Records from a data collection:
_ _ _

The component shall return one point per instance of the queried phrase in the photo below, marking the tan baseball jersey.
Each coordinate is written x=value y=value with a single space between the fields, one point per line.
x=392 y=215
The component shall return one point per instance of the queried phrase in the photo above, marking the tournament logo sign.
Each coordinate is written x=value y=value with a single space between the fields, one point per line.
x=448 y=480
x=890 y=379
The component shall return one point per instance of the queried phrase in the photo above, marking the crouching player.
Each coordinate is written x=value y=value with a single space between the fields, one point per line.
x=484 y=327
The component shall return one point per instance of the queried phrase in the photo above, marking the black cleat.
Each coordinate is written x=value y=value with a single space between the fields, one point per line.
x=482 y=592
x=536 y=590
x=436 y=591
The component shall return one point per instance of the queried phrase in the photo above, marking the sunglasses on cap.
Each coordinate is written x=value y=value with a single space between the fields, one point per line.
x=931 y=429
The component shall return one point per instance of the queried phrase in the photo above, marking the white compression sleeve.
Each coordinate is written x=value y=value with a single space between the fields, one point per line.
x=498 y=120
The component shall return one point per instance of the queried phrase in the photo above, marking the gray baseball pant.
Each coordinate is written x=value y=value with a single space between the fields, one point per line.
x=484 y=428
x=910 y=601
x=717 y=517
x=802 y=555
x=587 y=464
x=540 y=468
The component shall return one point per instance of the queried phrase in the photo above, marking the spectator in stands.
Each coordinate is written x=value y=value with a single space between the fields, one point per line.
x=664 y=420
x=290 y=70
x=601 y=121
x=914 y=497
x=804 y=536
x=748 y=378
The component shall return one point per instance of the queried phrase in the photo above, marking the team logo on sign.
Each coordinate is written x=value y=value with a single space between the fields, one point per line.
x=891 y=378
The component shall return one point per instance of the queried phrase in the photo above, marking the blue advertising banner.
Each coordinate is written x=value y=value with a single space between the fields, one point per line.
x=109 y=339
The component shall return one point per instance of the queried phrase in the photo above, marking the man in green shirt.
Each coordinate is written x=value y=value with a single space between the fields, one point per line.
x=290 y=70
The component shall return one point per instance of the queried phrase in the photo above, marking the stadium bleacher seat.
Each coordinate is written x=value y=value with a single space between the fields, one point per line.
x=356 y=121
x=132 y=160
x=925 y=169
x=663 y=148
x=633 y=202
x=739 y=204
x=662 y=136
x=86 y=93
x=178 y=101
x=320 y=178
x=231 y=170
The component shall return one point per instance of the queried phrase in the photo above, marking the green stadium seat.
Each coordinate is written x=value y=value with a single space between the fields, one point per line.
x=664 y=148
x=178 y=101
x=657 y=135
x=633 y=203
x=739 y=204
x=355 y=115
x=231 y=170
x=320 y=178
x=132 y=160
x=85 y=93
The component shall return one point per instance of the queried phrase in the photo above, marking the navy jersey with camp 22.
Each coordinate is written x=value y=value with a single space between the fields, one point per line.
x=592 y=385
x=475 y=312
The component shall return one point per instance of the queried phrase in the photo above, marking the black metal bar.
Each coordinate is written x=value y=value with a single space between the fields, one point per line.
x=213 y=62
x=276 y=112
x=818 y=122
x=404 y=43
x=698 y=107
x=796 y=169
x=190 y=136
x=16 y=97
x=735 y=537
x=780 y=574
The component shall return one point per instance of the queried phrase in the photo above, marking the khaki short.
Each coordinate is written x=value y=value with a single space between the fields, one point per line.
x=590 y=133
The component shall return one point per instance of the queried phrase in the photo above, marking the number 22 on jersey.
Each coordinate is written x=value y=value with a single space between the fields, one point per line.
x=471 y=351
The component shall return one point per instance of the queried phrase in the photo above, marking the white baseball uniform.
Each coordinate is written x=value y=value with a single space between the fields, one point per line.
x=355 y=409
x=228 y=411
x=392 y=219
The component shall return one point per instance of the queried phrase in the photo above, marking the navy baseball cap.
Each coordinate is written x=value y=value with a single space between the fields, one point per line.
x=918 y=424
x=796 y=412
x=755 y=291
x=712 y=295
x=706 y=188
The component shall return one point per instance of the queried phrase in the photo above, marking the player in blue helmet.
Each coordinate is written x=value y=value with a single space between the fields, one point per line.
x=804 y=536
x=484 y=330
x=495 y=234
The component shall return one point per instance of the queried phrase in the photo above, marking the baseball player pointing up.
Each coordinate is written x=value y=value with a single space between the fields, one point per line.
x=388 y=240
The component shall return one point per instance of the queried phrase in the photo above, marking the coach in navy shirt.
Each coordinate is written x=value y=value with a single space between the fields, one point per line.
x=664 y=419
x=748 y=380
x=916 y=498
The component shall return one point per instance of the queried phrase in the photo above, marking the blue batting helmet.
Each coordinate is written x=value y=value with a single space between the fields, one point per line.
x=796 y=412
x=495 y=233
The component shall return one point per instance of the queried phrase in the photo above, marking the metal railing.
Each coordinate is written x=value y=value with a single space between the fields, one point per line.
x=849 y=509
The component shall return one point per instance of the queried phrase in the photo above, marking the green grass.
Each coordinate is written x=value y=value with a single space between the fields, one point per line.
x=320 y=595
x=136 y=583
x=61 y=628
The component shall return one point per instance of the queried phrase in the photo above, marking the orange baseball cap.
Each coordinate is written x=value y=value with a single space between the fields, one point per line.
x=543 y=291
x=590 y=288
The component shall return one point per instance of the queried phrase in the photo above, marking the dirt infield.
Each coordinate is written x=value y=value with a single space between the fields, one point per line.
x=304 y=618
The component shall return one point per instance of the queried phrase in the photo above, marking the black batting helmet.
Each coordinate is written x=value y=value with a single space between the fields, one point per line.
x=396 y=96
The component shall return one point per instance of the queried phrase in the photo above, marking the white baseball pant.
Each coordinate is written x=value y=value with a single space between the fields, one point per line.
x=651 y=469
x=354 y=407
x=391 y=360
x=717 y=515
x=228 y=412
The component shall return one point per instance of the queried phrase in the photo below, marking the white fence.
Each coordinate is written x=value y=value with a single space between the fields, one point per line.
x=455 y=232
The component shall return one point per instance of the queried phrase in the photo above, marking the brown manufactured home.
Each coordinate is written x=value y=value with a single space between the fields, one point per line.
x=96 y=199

_ _ _

*INSTRUCTIONS FOR THE TASK:* Transcribe every item above verbatim, reproducing each line character for character.

*COMPLETE OUTPUT:*
The component shall return one point per instance of the queried phrase in the photo below, marking the tan baseball jersey.
Each coordinate is written x=value y=value with a single space between the fields, one point per line.
x=392 y=215
The component shall return one point per instance of the queried phrase in the photo above, marking the tournament logo sign.
Each coordinate is written x=value y=value with a single space between the fields, one point per line.
x=448 y=480
x=890 y=379
The component shall return one point per instance of the queried phrase in the photo above, marking the crouching player.
Each coordinate is written x=value y=value with a single space between the fields, one point per line.
x=484 y=327
The component shall return one point per instance of the queried phrase in the photo above, marking the black cleat.
Each coordinate is written x=value y=value with a single space between the fields, one point per line.
x=482 y=592
x=536 y=590
x=436 y=591
The component shall return one point per instance of the queried phrase in the photo above, marking the sunglasses on cap.
Each coordinate is written x=value y=value with a single space between the fields, one point per line.
x=931 y=429
The component shall return one point per instance of the queried phrase in the photo above, marking the white compression sleeve.
Each coordinate is written x=value y=value with a single space between the fields, one point per line.
x=498 y=120
The component shall return one point per instance of the queried phrase in the photo above, marking the gray baseball pant.
Each coordinate is written x=value y=value with a single space between the fields, one point per line.
x=484 y=428
x=910 y=601
x=717 y=517
x=802 y=555
x=587 y=464
x=540 y=468
The component shall return one point per instance of the queried phrase in the photo above, marking the spectator in stands.
Each coordinate is written x=value y=value with a single space between the fields, one point per line.
x=664 y=420
x=290 y=70
x=601 y=121
x=914 y=497
x=804 y=536
x=748 y=378
The component shall return one point per instance of the queried phrase in the photo above, marking the team logo on sign.
Each coordinate is written x=value y=value with a single space between the fields, one point per line.
x=891 y=378
The component shall return one point per instance of the queried phrase in the photo above, marking the blue advertising banner.
Each coordinate is written x=value y=value with a single space between the fields, one point per line.
x=109 y=339
The component shall return one point per instance of the queried phrase in the photo above, marking the man in green shirt.
Each coordinate is written x=value y=value with a single space between the fields, one point per line.
x=290 y=70
The component shall return one point per instance of the queried phrase in the photo above, marking the stadium bleacher seat.
Each coordinate is written x=value y=value with a single space between the fields, one point per line.
x=356 y=121
x=132 y=160
x=925 y=169
x=663 y=148
x=633 y=202
x=739 y=204
x=662 y=136
x=86 y=93
x=178 y=101
x=320 y=178
x=231 y=170
The component shall return one point per instance of the queried phrase in the photo above, marking the green stadium seat.
Each coordinate is written x=value y=value with a single space between the fields, one point per line.
x=664 y=148
x=178 y=101
x=657 y=135
x=633 y=203
x=739 y=204
x=355 y=115
x=231 y=170
x=320 y=178
x=132 y=160
x=85 y=93
The component shall return one point per instance of the queried phrase in the photo above, marking the navy jersey with camp 22.
Each coordinate is written x=value y=value with a single space between the fields, one point per line.
x=592 y=385
x=475 y=312
The component shall return one point per instance of the queried phrase in the photo above, marking the black metal bar.
Each coordinate is written x=value y=value with a single space between the fields, one point per line.
x=213 y=62
x=276 y=112
x=818 y=122
x=404 y=43
x=698 y=107
x=796 y=169
x=190 y=136
x=16 y=97
x=735 y=537
x=780 y=574
The component shall return one point per instance of the queried phrase in the photo above, marking the khaki short.
Each coordinate is written x=value y=value with a single space between the fields, one point per line.
x=590 y=133
The component shall return one point per instance of the queried phrase in the photo above, marking the number 22 on jersey.
Each coordinate is written x=value y=value with a single space between the fields, one point per line.
x=471 y=351
The component shall return one point per instance of the queried phrase in the photo above, marking the white baseball uniform.
Each coordinate is written x=value y=value with a single space between the fields, one point per line.
x=355 y=409
x=228 y=411
x=392 y=219
The component shall return one point per instance of the queried phrase in the photo above, marking the navy baseball cap.
Each coordinate is written x=value y=value with a single space between the fields, one point per line.
x=918 y=424
x=796 y=412
x=755 y=291
x=712 y=295
x=706 y=188
The component shall return one point per instance of the queried phrase in the photo above, marking the player in blue helmet.
Each coordinate is written x=value y=value with a single space between the fields, one point per line.
x=804 y=536
x=484 y=330
x=495 y=234
The component shall return one point per instance of the queried phrase in the photo above, marking the baseball player pointing up.
Each coordinate is written x=value y=value with a single space between the fields, one point per line.
x=388 y=240
The component shall return one point per instance of the queried phrase in the photo above, marking the coach in navy shirt.
Each coordinate is written x=value y=value with a single space between the fields, one point per line.
x=664 y=419
x=748 y=380
x=916 y=498
The component shall return one point per instance of the queried phrase in the photo above, marking the blue batting helmet.
Each coordinate is written x=value y=value with a single space between the fields, one point per line.
x=796 y=412
x=495 y=233
The component shall return one point per instance of the queried phrase in the photo above, marking the metal railing.
Each coordinate is written x=value y=value with a single space between the fields, one point per line.
x=849 y=509
The component shall return one point per instance of the queried phrase in the photo above, marking the green grass.
Each coordinate is written x=value y=value with a single space between the fields, one point per line.
x=320 y=595
x=136 y=583
x=61 y=628
The component shall return one point per instance of the queried phrase in the photo above, marking the orange baseball cap.
Each coordinate is written x=value y=value with a single space between the fields, one point per line.
x=543 y=291
x=590 y=288
The component shall return one point per instance of the queried phrase in the photo above, marking the dirt infield.
Each coordinate is written x=value y=value with a single space between the fields, one point per line.
x=304 y=618
The component shall return one point per instance of the queried phrase in the photo above, marking the black batting helmet.
Each coordinate is written x=value y=value with a single space between the fields, one point per line.
x=396 y=96
The component shall return one point per instance of the queried phrase in the photo above, marking the white baseball pant.
Each coordinate is written x=value y=value with a single space between the fields, one point per line.
x=651 y=469
x=354 y=407
x=391 y=360
x=717 y=515
x=228 y=412
The component shall return one point per instance of the queried phrase in the photo below, marking the white fence.
Each coordinate is written x=value y=value with a single space between the fields, one point per line.
x=455 y=232
The component shall return one point per instance of the queried phrase in the photo above, marking the brown manufactured home.
Each coordinate is written x=value y=value with a single space between the fields, one point per line.
x=96 y=199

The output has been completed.